## Assigned task
Nothing outside the range is wanted. Repeat exactly the lines below from the one with "pick out the gray" through the one with "pick out the brown".

(Records drawn from a dataset)

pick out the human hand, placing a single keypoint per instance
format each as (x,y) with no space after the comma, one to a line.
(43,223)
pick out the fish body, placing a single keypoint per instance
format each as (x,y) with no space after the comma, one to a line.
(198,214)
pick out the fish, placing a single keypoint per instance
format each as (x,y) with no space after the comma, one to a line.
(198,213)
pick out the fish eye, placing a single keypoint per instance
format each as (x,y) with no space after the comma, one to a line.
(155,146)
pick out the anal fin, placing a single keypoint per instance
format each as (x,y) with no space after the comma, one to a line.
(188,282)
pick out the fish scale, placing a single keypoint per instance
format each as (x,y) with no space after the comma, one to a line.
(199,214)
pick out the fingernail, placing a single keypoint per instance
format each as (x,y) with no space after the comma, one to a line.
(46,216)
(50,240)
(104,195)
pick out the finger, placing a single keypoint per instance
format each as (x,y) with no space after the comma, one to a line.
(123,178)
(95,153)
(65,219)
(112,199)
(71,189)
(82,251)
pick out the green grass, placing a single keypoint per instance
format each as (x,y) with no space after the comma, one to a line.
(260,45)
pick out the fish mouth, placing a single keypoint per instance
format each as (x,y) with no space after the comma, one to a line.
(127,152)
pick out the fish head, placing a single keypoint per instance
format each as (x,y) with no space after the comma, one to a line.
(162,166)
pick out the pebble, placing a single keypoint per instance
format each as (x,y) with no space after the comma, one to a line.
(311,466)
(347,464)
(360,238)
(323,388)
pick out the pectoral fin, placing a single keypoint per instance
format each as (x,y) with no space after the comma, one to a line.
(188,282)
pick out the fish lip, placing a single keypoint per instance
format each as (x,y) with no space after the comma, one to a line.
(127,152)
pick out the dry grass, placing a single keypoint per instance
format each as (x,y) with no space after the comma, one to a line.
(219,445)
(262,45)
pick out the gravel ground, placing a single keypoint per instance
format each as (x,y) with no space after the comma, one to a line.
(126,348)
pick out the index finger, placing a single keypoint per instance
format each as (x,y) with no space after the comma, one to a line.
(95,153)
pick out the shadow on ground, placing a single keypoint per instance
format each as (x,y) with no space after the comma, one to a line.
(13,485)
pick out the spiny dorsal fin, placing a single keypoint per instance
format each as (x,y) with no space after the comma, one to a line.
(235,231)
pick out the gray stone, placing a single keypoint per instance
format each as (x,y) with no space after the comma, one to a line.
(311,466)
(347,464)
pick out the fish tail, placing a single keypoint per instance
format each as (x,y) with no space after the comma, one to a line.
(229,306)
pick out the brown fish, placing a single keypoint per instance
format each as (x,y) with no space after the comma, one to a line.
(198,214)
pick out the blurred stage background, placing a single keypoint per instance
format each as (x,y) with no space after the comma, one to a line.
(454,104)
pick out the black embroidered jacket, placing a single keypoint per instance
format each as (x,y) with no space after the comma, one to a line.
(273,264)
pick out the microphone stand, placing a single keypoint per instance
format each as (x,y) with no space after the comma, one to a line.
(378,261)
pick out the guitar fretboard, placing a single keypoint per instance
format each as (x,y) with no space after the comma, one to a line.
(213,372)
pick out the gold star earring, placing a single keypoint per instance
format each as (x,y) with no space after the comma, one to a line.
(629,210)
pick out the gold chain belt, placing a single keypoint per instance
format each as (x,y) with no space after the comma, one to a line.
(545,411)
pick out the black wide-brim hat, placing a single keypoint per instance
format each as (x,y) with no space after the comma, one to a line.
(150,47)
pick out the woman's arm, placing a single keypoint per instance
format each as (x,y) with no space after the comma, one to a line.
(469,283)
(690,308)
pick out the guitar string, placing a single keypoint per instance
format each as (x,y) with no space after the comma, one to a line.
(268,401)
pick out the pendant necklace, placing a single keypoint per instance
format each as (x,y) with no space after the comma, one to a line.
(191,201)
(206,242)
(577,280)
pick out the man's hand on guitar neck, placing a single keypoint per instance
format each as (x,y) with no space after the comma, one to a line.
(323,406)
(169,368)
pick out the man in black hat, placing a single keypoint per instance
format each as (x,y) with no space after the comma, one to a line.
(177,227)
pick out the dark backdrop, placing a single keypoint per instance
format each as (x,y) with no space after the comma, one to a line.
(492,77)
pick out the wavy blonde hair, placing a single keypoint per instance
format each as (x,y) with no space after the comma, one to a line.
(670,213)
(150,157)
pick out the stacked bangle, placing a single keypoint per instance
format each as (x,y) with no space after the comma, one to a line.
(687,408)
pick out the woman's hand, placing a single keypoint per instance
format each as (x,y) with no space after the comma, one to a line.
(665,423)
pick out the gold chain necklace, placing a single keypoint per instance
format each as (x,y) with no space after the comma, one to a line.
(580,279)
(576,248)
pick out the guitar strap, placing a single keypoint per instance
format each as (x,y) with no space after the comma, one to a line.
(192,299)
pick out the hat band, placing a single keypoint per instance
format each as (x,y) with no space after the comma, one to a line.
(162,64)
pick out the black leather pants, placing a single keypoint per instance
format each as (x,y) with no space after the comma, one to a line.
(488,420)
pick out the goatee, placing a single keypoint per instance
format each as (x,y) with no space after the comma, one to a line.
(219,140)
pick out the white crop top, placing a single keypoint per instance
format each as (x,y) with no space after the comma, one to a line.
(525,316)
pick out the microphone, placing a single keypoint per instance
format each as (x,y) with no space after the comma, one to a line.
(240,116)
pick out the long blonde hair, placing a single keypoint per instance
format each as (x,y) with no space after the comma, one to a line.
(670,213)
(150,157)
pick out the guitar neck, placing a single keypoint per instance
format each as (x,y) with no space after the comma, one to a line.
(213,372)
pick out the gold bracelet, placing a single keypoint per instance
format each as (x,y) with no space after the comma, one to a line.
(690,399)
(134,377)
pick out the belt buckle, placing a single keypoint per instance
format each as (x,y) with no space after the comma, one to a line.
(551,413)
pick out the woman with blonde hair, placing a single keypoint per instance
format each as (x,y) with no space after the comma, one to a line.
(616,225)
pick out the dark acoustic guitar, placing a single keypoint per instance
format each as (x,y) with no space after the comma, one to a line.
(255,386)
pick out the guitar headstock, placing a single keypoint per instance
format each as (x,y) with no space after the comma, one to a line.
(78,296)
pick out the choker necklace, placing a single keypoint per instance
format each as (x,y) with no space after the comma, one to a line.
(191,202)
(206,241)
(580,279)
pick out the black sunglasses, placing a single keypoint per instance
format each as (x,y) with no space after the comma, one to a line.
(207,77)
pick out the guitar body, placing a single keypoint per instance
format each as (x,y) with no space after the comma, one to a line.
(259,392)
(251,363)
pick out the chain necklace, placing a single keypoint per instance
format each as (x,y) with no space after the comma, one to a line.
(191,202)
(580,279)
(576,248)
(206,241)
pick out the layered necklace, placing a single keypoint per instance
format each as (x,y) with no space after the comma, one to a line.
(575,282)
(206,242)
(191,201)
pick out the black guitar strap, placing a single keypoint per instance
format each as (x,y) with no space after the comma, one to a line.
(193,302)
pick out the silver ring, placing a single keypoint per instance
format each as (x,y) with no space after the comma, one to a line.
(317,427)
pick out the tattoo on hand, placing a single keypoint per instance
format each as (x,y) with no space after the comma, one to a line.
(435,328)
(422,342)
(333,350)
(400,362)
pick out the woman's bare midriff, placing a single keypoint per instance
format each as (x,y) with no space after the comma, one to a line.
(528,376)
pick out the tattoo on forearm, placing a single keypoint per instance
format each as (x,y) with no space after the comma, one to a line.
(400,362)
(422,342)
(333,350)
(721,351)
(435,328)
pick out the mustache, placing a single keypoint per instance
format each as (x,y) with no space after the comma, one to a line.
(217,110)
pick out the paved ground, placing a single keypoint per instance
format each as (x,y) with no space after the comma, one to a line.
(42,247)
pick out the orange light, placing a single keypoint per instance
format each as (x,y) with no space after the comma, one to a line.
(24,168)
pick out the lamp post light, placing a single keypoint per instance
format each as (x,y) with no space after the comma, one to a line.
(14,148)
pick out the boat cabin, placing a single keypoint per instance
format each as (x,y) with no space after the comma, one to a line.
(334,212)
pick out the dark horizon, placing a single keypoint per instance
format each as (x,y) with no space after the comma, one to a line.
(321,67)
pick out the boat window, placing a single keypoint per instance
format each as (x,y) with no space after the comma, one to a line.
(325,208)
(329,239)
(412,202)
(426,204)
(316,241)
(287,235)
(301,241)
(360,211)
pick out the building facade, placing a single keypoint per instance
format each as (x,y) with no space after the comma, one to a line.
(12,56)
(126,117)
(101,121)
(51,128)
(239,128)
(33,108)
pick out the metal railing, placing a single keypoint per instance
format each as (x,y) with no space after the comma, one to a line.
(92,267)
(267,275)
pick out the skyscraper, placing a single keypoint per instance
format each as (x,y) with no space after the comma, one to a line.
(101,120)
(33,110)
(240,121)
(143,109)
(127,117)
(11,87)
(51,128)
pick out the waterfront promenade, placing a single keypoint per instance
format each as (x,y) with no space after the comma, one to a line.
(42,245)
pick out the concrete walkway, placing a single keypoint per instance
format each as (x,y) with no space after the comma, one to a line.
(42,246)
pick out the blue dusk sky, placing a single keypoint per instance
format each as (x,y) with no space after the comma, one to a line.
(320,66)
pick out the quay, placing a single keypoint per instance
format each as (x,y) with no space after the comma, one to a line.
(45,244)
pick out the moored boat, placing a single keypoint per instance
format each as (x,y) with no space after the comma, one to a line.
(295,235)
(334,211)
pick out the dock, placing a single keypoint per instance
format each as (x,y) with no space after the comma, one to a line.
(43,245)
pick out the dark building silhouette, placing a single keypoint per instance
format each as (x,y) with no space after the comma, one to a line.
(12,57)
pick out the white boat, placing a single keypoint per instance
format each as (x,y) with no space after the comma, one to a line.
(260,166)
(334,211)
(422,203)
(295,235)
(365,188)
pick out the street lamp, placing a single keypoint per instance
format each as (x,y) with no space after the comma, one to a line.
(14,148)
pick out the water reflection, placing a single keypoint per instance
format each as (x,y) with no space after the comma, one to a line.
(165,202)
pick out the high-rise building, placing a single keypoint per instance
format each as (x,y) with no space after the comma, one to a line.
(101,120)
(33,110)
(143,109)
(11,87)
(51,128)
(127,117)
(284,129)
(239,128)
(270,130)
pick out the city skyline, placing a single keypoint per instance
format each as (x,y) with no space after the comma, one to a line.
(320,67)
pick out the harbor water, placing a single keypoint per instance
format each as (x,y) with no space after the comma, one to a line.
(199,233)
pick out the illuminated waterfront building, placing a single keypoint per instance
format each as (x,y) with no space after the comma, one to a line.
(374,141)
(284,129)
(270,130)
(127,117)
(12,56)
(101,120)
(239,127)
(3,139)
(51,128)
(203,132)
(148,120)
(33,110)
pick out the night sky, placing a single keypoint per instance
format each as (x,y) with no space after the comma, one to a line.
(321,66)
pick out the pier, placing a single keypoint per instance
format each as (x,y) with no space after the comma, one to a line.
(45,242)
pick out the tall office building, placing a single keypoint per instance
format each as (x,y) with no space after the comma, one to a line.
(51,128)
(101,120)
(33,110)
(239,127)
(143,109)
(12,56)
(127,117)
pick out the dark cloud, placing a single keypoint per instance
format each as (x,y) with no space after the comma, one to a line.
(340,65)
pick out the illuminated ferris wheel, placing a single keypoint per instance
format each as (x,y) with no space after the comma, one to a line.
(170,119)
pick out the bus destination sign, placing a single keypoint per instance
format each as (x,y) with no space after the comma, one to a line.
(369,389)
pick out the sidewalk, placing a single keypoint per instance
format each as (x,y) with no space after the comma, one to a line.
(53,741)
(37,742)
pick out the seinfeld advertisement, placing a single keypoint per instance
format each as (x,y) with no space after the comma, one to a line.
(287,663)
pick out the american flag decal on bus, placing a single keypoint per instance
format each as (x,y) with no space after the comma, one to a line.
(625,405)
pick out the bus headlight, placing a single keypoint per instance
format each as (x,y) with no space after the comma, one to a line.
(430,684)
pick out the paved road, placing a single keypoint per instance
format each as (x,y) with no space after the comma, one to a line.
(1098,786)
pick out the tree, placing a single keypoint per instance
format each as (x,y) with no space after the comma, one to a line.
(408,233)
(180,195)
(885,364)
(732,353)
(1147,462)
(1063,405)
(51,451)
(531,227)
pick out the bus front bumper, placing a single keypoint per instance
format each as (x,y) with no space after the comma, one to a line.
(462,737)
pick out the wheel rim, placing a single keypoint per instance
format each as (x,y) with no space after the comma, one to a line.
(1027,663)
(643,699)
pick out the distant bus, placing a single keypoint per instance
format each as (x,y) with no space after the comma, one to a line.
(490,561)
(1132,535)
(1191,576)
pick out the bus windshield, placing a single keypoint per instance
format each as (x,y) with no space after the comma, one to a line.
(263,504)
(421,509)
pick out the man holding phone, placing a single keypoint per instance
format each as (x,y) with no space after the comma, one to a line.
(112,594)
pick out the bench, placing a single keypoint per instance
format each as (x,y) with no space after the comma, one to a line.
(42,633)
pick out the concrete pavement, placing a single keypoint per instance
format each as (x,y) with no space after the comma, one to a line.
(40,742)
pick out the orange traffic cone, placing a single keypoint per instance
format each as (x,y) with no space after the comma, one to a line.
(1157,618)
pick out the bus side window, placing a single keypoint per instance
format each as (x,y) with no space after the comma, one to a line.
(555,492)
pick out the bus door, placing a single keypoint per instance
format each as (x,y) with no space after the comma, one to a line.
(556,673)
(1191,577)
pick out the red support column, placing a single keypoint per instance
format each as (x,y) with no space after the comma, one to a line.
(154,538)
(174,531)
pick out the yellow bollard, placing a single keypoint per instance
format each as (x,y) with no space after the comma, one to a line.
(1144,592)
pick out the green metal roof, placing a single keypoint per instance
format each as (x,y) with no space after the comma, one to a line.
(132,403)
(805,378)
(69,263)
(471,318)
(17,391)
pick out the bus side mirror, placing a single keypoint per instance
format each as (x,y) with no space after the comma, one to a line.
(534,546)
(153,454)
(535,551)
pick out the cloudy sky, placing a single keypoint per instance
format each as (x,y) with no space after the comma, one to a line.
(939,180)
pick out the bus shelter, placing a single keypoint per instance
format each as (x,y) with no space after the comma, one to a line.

## Answer to this problem
pick out the gray stone, placing a single keypoint per instance
format each as (x,y) with no space after the comma, one to a line.
(311,466)
(347,464)
pick out the fish tail, placing a single keypoint per instance
format each as (x,y) with no space after the comma, one to a line.
(229,306)
pick out the brown fish, placing a single keypoint per instance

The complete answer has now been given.